(Data to use):
..............................

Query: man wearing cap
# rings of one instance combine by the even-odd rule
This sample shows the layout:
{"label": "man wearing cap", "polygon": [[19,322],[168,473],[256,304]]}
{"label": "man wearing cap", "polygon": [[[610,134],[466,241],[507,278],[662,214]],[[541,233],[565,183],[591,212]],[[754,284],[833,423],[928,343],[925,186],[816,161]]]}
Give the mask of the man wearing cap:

..............................

(Exercise prompt): Would you return, unchanged, the lines from the one containing "# rings of one" through the end of the entries?

(Written solution):
# rings of one instance combine by the even-odd rule
This sample shows the layout:
{"label": "man wearing cap", "polygon": [[19,322],[168,473],[256,304]]}
{"label": "man wearing cap", "polygon": [[[610,134],[466,241],[507,278],[662,214]],[[541,233],[565,183],[591,212]],[[754,284],[833,423],[928,343],[925,186],[816,161]]]}
Give the mask of the man wearing cap:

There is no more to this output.